What is being asked:
Rewrite the stretch of records from the line containing "Where can the car door" through the end of the records, requests included. Scale each point coordinate in the answers by 1.5 and round to the nearest whole number, with halves rounded up, but leave the sample coordinates in the requests unchanged.

Extracted data entries
..........

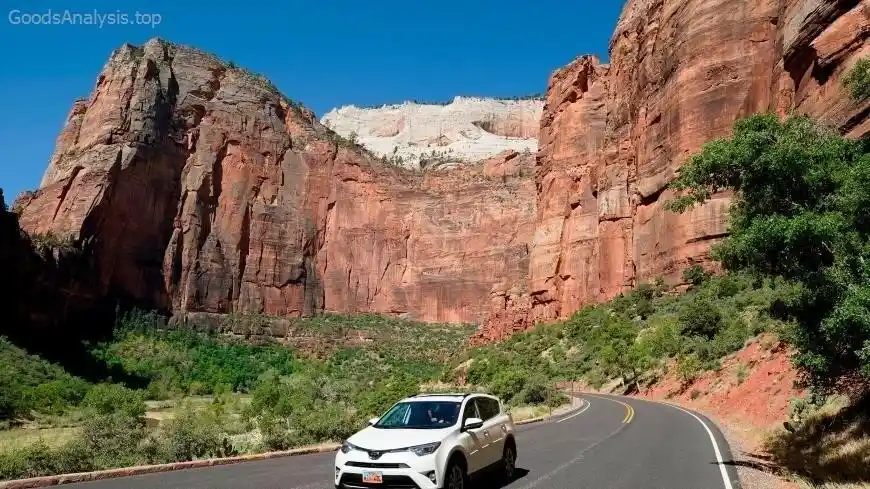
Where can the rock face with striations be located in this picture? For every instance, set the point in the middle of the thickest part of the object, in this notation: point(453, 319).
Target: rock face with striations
point(200, 188)
point(466, 129)
point(612, 137)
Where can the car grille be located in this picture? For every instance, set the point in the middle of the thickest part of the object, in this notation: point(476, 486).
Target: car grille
point(353, 481)
point(373, 465)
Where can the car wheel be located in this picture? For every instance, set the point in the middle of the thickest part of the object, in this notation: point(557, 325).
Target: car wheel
point(456, 476)
point(509, 462)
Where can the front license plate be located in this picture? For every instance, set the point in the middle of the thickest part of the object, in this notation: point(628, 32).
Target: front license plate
point(373, 478)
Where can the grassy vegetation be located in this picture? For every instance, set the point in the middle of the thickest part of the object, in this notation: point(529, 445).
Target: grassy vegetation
point(634, 338)
point(858, 80)
point(801, 214)
point(827, 445)
point(212, 395)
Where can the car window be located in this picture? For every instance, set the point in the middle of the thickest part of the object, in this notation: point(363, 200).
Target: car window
point(488, 407)
point(471, 410)
point(420, 415)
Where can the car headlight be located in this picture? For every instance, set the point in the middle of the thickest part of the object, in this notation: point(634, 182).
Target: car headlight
point(427, 449)
point(346, 447)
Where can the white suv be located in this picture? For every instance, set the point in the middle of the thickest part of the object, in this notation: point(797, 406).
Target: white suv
point(430, 441)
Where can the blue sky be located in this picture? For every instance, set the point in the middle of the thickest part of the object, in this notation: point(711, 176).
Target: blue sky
point(324, 53)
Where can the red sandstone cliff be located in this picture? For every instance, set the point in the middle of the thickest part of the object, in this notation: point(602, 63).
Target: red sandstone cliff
point(200, 188)
point(612, 137)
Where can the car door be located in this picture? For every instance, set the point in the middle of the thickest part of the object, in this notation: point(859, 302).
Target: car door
point(492, 428)
point(474, 441)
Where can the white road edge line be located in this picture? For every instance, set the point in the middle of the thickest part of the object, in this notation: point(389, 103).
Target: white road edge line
point(725, 478)
point(578, 413)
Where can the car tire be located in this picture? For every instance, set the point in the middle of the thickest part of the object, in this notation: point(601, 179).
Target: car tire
point(456, 475)
point(509, 461)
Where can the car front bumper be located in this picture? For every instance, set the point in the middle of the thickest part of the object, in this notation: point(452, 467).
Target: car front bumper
point(400, 470)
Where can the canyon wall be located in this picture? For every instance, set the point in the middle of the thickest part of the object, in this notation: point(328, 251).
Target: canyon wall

..........

Problem solution:
Where can the car door be located in this picture? For every instance, set the point in the middle of the thickest part of the object, in this notation: point(859, 302).
Target: car door
point(738, 642)
point(711, 662)
Where can the white road edge line be located in this picture? For every instance, set the point in the middle of the thickest part of the object, in this notation: point(389, 103).
Target: white road edge line
point(1088, 717)
point(867, 620)
Where can the car tire be located in this picture? For every instance, set the point in the middle of the thickest part of the object, in this notation: point(601, 179).
Target: car tire
point(684, 713)
point(764, 692)
Where can the car front bumper be located in this picture? For every instance, set the point in the middle of the thickest part of the object, in this notation: point(452, 467).
Target: car front bumper
point(600, 705)
Where can the canyon wall be located in this picture? For every instance, set the point in the middle of the thickest part of the object, in this notation: point(328, 251).
Target: canyon wall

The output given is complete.